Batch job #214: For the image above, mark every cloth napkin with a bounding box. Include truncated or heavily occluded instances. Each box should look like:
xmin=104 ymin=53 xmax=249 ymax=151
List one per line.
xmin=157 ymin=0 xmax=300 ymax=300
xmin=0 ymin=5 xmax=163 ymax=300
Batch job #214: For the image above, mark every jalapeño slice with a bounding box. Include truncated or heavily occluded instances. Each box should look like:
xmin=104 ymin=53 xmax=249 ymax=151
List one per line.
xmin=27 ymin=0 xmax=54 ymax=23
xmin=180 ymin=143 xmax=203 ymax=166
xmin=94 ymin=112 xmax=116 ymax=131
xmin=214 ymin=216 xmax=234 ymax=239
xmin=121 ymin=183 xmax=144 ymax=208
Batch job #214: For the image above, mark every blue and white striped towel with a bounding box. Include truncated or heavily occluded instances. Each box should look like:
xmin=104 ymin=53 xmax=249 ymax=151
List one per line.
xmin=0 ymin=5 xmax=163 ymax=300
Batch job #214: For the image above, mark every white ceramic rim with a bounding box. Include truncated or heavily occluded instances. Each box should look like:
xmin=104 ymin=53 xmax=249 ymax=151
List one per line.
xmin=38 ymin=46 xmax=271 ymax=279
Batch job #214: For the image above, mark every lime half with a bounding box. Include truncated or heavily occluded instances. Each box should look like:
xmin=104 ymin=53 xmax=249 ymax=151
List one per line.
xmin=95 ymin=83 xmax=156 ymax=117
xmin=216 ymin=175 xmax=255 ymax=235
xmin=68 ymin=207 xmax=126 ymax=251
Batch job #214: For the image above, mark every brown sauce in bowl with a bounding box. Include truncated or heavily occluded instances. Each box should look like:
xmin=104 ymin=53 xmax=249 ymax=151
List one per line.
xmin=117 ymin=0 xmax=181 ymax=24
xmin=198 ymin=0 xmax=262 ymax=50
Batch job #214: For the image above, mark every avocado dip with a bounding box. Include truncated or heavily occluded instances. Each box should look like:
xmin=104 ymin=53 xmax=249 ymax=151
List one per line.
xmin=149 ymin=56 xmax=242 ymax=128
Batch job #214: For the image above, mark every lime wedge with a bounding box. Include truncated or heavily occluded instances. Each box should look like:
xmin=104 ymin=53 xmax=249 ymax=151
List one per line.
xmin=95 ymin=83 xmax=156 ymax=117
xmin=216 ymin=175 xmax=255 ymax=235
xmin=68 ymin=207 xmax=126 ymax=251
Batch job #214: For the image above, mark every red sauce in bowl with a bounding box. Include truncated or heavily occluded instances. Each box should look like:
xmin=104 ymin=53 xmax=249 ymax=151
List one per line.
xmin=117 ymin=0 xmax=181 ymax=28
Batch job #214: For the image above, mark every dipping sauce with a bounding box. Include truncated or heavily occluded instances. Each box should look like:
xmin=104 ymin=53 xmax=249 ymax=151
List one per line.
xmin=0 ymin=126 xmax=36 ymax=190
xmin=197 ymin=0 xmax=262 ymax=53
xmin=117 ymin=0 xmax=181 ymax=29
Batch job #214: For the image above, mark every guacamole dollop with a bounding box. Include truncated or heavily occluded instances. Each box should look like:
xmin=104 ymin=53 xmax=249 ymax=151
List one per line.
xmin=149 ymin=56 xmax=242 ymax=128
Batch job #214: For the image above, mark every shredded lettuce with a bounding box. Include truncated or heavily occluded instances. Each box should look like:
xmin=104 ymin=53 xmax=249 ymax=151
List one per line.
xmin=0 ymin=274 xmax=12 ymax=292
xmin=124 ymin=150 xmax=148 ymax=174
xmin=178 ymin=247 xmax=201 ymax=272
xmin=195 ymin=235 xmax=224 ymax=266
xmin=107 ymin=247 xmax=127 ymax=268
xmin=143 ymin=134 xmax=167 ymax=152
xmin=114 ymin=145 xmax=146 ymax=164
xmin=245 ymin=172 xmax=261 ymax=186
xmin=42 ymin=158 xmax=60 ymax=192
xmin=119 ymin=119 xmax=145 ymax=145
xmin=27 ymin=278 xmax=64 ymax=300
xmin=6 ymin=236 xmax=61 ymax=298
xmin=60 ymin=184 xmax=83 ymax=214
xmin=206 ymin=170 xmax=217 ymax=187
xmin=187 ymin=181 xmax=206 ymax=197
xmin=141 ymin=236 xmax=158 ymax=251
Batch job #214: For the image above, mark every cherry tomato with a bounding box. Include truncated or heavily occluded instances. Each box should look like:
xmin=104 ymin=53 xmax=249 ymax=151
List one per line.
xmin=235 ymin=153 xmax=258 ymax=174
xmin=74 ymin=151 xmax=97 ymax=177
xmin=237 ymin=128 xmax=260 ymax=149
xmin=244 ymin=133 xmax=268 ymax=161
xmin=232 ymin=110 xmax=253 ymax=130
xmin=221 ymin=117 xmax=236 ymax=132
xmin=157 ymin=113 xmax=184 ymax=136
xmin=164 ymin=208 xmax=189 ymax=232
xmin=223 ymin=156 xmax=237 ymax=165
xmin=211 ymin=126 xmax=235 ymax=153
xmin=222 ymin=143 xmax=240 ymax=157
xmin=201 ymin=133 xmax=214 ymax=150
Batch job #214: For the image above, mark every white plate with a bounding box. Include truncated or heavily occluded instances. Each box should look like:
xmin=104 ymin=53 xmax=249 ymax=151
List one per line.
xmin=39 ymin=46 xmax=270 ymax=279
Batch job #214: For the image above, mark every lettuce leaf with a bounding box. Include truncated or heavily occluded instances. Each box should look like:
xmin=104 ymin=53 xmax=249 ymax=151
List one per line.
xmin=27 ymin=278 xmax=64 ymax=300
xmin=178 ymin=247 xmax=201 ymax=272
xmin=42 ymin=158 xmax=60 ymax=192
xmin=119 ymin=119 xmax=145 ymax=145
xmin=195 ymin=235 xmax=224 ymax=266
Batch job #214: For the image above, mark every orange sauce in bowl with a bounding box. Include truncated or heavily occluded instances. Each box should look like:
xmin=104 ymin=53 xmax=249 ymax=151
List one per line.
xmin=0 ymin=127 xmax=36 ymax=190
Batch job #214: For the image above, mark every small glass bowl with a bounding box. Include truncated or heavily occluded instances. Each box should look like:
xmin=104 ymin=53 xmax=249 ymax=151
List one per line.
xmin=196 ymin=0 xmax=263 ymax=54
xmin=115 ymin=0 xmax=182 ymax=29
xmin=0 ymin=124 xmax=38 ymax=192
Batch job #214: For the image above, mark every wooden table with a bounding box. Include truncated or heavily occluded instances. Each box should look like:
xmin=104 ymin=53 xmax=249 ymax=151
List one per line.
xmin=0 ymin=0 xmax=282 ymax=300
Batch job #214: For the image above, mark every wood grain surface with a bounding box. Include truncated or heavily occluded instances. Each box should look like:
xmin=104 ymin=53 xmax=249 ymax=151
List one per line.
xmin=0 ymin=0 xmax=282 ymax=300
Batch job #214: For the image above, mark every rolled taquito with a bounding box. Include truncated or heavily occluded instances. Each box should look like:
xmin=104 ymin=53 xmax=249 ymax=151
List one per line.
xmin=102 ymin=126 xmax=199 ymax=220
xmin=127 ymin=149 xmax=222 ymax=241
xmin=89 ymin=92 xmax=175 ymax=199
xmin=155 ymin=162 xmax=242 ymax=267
※
Shift the answer coordinates in the lines starting at the one containing "Batch job #214: For the image above, mark every guacamole" and ending at the one containing "xmin=141 ymin=236 xmax=158 ymax=251". Write out every line in that span, including the text of the rows, and add 61 to each xmin, ymin, xmax and ymax value in the answers only.

Batch job #214: For the image above, mark every guacamole dollop with a bounding box. Include truncated or heavily occluded instances. Each box should look like:
xmin=104 ymin=53 xmax=249 ymax=151
List one per line.
xmin=210 ymin=117 xmax=303 ymax=189
Batch job #214: For the image above, mark every shredded lettuce with a bounding box. Include truncated or heavily occluded instances. Each box should look like:
xmin=104 ymin=53 xmax=249 ymax=151
List one per line.
xmin=61 ymin=335 xmax=73 ymax=353
xmin=185 ymin=211 xmax=209 ymax=235
xmin=239 ymin=308 xmax=262 ymax=333
xmin=256 ymin=296 xmax=285 ymax=327
xmin=168 ymin=308 xmax=188 ymax=329
xmin=204 ymin=195 xmax=228 ymax=213
xmin=175 ymin=206 xmax=207 ymax=225
xmin=306 ymin=233 xmax=322 ymax=247
xmin=103 ymin=219 xmax=121 ymax=253
xmin=180 ymin=180 xmax=206 ymax=206
xmin=88 ymin=339 xmax=125 ymax=361
xmin=67 ymin=297 xmax=122 ymax=359
xmin=121 ymin=245 xmax=144 ymax=275
xmin=267 ymin=231 xmax=278 ymax=248
xmin=248 ymin=242 xmax=267 ymax=258
xmin=202 ymin=297 xmax=219 ymax=312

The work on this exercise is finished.